Excerpt provided:

The care.data database has continued to receive wide-ranging criticism from members of Parliament, the British Medical Association, privacy campaign group Big Brother Watch and the Association of Medical Research Charities.  So much so that the Health and Social Care Information Centre (HSCIC) has been forced to try and diffuse the problem in the short-term by agreeing to delay the project by six months.


Members of Parliament in the UK have expressed concerns that the establishment of a centralised patient record database threatens people’s privacy and 40 per cent of family doctors have stated that they intend to opt out of the scheme. 


Last month we reported that privacy experts were not convinced that data security had been adequately addressed in the government’s plans for care.data, which will amalgamate medical records for the population of England.  Last week, in a parliamentary debate brought by Labour MP George Mudie, representatives from all parties supported calls for a postponement of the implementation until a proper consultation has been completed. 


The care.data database was due to be compiled this spring, following legislation passed in 2012.  This would see General Practitioners passing on records of all patients except those of individuals who had notified their practice that they wish to opt-out.

Work required:
Please write the next part of the care.data article, picking up after its final sentence. The rows that come next are separate material, unrelated to the care.data article.

Dataset entries:
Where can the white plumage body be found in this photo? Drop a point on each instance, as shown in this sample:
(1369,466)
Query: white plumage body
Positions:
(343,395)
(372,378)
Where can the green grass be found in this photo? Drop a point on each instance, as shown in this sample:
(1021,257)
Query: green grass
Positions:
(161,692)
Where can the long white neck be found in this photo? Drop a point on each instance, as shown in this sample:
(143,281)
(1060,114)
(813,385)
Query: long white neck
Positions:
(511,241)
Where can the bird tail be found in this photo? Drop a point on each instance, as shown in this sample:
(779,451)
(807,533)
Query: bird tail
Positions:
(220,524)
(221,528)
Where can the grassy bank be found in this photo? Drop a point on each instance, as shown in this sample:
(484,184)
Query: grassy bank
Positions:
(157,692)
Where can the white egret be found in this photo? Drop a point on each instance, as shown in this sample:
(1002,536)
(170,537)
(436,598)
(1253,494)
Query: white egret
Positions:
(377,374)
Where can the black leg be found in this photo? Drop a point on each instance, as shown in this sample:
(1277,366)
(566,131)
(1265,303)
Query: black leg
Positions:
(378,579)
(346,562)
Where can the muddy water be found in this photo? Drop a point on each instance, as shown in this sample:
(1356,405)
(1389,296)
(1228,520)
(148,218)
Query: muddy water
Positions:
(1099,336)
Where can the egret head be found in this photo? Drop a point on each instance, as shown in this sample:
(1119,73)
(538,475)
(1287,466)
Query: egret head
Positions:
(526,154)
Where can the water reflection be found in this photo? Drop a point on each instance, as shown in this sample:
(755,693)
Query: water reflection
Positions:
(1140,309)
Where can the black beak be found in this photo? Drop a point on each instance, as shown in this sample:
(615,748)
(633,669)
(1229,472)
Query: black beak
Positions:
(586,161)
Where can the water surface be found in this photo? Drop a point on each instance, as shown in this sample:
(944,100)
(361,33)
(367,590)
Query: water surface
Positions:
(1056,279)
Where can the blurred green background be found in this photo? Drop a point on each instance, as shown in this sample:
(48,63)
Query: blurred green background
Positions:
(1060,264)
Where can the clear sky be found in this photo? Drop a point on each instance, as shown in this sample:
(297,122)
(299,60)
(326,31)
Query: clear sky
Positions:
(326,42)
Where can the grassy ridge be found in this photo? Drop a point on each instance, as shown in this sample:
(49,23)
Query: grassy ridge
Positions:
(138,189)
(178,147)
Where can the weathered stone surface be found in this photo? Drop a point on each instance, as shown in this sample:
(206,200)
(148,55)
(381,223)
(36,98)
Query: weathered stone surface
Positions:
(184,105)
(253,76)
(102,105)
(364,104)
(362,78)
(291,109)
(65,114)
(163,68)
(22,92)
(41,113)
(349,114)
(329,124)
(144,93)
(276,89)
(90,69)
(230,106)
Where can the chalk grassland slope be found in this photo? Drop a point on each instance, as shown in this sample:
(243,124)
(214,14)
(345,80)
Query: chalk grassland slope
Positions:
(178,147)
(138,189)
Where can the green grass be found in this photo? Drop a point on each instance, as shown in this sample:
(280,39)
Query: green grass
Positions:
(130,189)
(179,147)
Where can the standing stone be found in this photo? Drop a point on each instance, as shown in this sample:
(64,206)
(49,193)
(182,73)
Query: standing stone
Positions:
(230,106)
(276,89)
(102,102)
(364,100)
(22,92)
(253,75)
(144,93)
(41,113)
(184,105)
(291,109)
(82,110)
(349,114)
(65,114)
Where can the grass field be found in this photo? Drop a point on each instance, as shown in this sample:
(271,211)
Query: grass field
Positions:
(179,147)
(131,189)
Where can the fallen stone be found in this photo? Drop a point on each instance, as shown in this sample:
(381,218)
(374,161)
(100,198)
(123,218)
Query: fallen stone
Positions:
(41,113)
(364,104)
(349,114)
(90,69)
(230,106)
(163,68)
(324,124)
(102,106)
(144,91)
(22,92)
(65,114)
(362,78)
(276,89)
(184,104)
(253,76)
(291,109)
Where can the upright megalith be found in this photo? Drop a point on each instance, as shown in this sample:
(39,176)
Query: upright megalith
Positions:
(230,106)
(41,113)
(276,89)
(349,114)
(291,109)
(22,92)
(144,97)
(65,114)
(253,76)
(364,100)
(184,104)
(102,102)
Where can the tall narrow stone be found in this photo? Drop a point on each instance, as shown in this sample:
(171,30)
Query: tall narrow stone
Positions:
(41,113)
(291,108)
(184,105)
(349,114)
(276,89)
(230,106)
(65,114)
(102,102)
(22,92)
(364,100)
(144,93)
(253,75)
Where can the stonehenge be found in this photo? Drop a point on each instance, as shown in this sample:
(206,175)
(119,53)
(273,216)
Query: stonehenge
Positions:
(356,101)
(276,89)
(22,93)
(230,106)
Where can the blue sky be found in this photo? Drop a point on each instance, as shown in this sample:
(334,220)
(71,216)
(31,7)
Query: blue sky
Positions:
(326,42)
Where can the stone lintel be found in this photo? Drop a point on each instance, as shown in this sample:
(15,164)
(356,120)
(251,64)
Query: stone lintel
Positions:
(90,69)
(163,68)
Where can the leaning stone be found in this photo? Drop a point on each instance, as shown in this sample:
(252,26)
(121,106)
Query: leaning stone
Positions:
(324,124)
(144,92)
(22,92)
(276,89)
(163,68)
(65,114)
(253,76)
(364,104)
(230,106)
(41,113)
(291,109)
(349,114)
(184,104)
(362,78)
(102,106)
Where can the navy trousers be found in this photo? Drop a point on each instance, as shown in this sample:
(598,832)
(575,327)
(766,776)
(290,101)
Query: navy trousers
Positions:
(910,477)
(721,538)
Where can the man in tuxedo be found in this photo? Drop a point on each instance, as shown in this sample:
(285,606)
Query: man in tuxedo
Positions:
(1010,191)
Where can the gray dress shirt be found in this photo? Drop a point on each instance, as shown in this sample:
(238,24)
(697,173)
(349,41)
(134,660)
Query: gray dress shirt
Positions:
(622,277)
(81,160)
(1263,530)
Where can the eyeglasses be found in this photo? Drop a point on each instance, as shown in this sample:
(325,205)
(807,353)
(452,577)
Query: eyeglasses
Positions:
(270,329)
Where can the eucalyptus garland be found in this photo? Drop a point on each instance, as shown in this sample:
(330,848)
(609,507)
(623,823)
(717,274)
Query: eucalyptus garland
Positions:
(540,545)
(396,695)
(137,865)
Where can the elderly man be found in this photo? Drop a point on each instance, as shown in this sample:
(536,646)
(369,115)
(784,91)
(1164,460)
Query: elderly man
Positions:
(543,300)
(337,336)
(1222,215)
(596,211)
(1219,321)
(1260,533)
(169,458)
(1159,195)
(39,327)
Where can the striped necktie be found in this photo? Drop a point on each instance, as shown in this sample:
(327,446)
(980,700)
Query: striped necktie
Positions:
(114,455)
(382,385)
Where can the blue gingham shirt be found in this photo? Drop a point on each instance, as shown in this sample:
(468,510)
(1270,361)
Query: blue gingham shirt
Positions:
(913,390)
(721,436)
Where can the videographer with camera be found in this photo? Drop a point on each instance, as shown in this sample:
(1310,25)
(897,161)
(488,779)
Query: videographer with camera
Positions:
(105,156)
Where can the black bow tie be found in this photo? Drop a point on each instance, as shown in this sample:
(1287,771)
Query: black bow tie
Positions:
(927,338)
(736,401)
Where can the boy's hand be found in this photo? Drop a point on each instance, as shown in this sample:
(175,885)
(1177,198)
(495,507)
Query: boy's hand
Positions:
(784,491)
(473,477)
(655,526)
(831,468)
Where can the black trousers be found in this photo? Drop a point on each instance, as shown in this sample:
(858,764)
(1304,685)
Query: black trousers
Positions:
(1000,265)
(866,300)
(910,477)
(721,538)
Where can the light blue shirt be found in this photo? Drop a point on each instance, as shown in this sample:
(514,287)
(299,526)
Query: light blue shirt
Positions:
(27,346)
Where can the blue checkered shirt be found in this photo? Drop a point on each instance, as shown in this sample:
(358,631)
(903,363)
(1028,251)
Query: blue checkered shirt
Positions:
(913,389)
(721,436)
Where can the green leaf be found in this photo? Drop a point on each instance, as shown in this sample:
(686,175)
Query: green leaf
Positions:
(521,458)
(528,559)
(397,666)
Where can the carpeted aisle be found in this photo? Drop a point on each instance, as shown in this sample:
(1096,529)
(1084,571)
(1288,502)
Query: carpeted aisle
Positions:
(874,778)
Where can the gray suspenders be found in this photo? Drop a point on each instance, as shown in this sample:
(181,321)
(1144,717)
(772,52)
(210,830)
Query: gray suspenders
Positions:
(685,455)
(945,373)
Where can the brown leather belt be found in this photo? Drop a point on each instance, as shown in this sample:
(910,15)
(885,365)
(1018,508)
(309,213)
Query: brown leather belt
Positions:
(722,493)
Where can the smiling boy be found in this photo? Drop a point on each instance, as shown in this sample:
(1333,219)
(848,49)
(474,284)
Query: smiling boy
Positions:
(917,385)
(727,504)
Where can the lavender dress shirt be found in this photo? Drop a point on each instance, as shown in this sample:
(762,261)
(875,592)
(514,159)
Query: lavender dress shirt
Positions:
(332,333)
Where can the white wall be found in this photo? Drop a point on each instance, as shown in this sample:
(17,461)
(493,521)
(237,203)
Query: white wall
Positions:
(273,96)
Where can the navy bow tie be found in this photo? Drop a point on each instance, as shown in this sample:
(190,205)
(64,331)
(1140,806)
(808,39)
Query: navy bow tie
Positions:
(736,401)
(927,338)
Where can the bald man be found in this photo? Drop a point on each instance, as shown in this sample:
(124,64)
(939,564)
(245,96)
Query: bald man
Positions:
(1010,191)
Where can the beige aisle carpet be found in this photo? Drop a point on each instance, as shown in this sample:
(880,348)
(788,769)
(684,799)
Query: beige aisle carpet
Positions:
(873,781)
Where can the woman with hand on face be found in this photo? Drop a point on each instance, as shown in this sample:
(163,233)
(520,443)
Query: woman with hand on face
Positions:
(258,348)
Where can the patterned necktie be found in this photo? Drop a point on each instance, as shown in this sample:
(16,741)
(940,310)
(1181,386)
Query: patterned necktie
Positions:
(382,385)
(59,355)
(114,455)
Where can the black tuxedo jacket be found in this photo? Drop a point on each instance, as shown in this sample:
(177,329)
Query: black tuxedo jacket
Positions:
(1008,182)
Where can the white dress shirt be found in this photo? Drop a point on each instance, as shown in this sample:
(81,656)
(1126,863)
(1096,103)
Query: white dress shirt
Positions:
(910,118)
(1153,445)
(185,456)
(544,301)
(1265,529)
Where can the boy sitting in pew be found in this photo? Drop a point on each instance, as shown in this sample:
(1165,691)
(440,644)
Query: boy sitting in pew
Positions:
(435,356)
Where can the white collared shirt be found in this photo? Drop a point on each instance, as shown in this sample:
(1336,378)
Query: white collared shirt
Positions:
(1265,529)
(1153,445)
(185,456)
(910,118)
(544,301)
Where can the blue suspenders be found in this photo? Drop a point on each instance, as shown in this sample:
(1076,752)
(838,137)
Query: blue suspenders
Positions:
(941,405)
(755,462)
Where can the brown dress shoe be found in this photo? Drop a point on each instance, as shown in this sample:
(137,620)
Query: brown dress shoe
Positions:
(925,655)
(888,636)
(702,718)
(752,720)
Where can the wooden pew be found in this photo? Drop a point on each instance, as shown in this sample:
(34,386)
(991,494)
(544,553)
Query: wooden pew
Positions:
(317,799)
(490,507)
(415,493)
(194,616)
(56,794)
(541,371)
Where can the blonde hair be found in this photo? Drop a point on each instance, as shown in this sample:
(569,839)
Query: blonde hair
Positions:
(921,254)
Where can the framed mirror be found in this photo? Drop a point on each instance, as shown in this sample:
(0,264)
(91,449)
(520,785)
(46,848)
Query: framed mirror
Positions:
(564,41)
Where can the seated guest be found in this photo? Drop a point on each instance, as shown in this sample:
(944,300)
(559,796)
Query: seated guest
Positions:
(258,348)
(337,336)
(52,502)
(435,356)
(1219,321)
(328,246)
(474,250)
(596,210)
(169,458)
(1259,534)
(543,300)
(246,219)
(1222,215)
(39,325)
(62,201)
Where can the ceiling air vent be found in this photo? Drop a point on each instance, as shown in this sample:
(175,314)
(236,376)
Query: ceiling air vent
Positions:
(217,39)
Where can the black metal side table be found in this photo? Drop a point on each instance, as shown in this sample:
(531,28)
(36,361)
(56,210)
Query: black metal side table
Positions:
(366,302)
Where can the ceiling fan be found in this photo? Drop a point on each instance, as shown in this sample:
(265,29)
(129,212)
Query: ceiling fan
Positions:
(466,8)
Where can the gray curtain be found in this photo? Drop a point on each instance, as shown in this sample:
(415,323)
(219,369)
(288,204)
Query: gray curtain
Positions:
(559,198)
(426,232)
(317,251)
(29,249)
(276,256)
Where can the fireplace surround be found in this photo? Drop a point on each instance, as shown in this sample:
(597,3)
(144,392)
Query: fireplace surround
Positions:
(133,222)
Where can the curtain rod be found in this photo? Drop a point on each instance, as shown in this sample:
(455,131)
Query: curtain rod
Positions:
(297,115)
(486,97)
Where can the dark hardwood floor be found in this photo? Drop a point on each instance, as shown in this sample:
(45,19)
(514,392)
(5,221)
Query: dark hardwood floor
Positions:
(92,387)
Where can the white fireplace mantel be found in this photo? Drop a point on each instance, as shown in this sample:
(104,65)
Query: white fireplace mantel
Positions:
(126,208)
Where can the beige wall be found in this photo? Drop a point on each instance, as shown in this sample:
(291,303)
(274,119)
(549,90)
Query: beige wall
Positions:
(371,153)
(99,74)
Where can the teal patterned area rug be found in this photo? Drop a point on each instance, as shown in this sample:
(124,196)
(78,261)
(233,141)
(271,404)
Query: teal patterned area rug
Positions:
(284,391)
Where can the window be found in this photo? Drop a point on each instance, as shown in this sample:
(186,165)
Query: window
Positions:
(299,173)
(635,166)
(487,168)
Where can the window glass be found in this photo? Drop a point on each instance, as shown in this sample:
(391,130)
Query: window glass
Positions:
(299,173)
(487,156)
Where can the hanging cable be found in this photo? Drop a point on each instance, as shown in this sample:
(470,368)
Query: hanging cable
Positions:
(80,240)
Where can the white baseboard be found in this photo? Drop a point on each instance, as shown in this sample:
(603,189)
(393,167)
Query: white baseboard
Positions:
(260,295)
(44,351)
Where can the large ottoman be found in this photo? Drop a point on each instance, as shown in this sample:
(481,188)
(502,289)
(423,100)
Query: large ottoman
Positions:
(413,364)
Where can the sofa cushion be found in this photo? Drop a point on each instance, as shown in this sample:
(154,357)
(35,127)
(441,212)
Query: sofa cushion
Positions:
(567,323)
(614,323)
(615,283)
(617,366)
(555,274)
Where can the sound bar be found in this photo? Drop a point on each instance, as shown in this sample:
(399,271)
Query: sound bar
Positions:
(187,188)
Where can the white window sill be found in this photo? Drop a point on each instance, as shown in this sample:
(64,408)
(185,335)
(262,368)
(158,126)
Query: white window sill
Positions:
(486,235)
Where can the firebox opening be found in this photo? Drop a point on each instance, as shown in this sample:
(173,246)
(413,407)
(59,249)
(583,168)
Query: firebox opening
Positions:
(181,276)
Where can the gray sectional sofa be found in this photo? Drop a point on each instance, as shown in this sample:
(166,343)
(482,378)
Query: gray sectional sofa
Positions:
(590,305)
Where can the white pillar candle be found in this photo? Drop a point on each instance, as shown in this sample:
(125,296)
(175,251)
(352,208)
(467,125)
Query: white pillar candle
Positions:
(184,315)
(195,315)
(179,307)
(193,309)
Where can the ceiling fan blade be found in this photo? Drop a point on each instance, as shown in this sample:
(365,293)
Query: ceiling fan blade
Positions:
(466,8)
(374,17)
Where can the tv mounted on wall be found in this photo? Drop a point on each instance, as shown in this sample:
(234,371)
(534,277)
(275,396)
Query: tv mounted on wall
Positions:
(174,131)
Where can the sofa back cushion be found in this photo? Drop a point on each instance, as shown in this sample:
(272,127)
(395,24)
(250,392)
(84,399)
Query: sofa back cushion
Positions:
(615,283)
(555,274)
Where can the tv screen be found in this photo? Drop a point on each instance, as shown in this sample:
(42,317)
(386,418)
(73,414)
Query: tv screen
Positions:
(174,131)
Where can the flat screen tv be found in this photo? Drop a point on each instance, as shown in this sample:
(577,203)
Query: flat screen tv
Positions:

Result for this exercise:
Those behind the scheme say it will improve healthcare and help advances in medical research.  According to the NHS Choices website the aim of the centralised resource is “to ensure that the best possible evidence is available to improve the quality of care for all.”  The benefits of “sharing” data to improve research and service provision are emphasised and reassurances given that data will be anonymised. 


Mudie voiced concerns that the confidential medical information contained in the database will be at risk.  He believes that a security breach of some kind is inevitable.  "The human cost to the patient whose identity and medical history are made public is potentially disastrous,” he said.  “Careers could be ended, jobs lost, insurance refused and relationships destroyed if sensitive medical facts are made public or used by private firms, other people or, indeed, the media."


Conservative MP, David Davis said that arrangements to remove names and dates of birth before the data was released to third parties were not sufficient to protect individuals’ identities.


The Information Commissioner, Christopher Graham, faced questions from the House of Commons Home Affairs Committee.  He drew parallels with the Police National Computer claiming that its database is "widely misused."


Although Graham intervened last autumn, leading to a previous delay in the implementation of care.data, he stated that he couldn't formally act "until the data reaches the HSCIC as a data controller."